Problem statement -> Copy the part of the data that opens with its first line and closes with the line containing "M 183 66 L 176", both lines included and the requests kept. Scale every coordinate in the answers by 2.3, rounding to whole numbers with halves going up, and leave the pictures out.

Labeled shape data:
────────

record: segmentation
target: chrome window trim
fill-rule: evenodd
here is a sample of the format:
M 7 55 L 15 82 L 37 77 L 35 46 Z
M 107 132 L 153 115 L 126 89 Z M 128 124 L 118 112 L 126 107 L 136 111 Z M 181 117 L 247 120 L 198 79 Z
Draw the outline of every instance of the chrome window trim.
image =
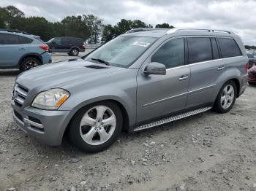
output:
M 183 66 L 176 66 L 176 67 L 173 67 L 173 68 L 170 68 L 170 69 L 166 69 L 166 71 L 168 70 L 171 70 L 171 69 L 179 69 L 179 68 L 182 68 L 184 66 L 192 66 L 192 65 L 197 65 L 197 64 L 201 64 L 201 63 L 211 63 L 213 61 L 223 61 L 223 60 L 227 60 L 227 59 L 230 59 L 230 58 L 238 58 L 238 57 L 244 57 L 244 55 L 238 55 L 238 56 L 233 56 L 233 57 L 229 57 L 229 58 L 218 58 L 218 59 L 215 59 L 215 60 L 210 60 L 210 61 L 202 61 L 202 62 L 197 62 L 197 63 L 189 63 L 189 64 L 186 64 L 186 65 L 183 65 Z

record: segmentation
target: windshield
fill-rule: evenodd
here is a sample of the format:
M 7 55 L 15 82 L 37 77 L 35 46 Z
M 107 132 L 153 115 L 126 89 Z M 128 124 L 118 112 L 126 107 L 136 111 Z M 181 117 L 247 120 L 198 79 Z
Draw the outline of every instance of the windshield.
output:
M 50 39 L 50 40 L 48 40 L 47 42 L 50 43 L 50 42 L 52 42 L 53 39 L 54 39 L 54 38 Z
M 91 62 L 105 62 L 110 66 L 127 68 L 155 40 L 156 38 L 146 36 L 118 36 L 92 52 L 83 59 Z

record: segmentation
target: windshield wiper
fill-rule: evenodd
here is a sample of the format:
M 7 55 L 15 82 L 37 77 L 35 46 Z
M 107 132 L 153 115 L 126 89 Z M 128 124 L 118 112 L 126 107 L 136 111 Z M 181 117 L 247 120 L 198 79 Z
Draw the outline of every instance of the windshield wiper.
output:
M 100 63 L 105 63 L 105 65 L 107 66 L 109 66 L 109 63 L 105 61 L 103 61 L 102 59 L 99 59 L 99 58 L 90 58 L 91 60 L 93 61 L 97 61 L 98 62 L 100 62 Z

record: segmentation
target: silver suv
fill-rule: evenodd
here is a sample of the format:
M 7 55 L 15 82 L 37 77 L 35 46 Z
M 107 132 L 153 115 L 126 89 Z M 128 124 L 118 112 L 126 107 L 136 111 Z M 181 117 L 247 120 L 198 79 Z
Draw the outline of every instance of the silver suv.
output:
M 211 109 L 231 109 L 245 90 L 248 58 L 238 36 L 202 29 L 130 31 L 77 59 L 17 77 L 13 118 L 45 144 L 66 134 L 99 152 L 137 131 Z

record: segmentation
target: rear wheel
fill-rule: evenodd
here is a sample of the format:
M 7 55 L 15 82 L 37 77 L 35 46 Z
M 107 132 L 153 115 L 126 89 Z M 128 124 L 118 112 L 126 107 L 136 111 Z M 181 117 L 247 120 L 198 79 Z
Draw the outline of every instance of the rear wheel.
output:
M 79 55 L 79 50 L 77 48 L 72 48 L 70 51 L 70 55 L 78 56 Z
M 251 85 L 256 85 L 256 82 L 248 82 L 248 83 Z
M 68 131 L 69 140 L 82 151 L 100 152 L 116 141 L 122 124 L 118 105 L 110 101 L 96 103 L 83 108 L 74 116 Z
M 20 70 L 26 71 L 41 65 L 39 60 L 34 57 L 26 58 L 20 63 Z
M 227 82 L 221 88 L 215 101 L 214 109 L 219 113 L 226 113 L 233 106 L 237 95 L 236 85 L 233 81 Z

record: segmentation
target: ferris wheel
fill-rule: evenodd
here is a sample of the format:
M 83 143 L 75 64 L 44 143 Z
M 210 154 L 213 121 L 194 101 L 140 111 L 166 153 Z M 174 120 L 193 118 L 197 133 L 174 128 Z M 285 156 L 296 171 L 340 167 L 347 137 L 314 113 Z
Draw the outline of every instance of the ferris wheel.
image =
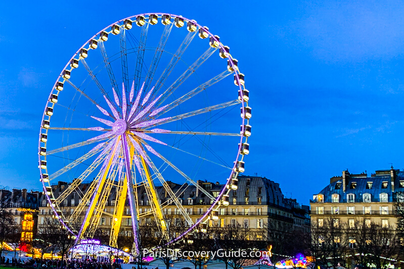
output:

────────

Finished exercise ->
record: segmentation
target: chrome window trim
fill-rule: evenodd
here is a sample of the format:
M 7 55 L 15 82 L 37 77 L 35 46 Z
M 107 132 L 153 115 L 126 89 Z M 128 124 L 118 112 L 126 107 L 136 111 Z M 181 117 L 247 120 L 198 79 Z
Draw the outline of every instance of the chrome window trim.
image =
output:
M 421 152 L 405 152 L 405 154 L 398 154 L 398 156 L 391 156 L 391 159 L 382 159 L 382 163 L 386 161 L 393 161 L 393 159 L 412 159 L 412 156 L 419 156 L 423 152 L 442 152 L 442 150 L 453 150 L 453 147 L 462 147 L 462 145 L 485 145 L 490 140 L 513 140 L 513 138 L 522 138 L 522 136 L 529 136 L 529 133 L 547 133 L 547 131 L 561 131 L 561 127 L 547 127 L 547 129 L 536 129 L 536 131 L 527 131 L 527 133 L 501 133 L 501 136 L 495 136 L 495 138 L 483 138 L 483 140 L 465 140 L 465 143 L 453 143 L 453 145 L 435 145 L 435 147 L 428 147 L 428 150 L 421 150 Z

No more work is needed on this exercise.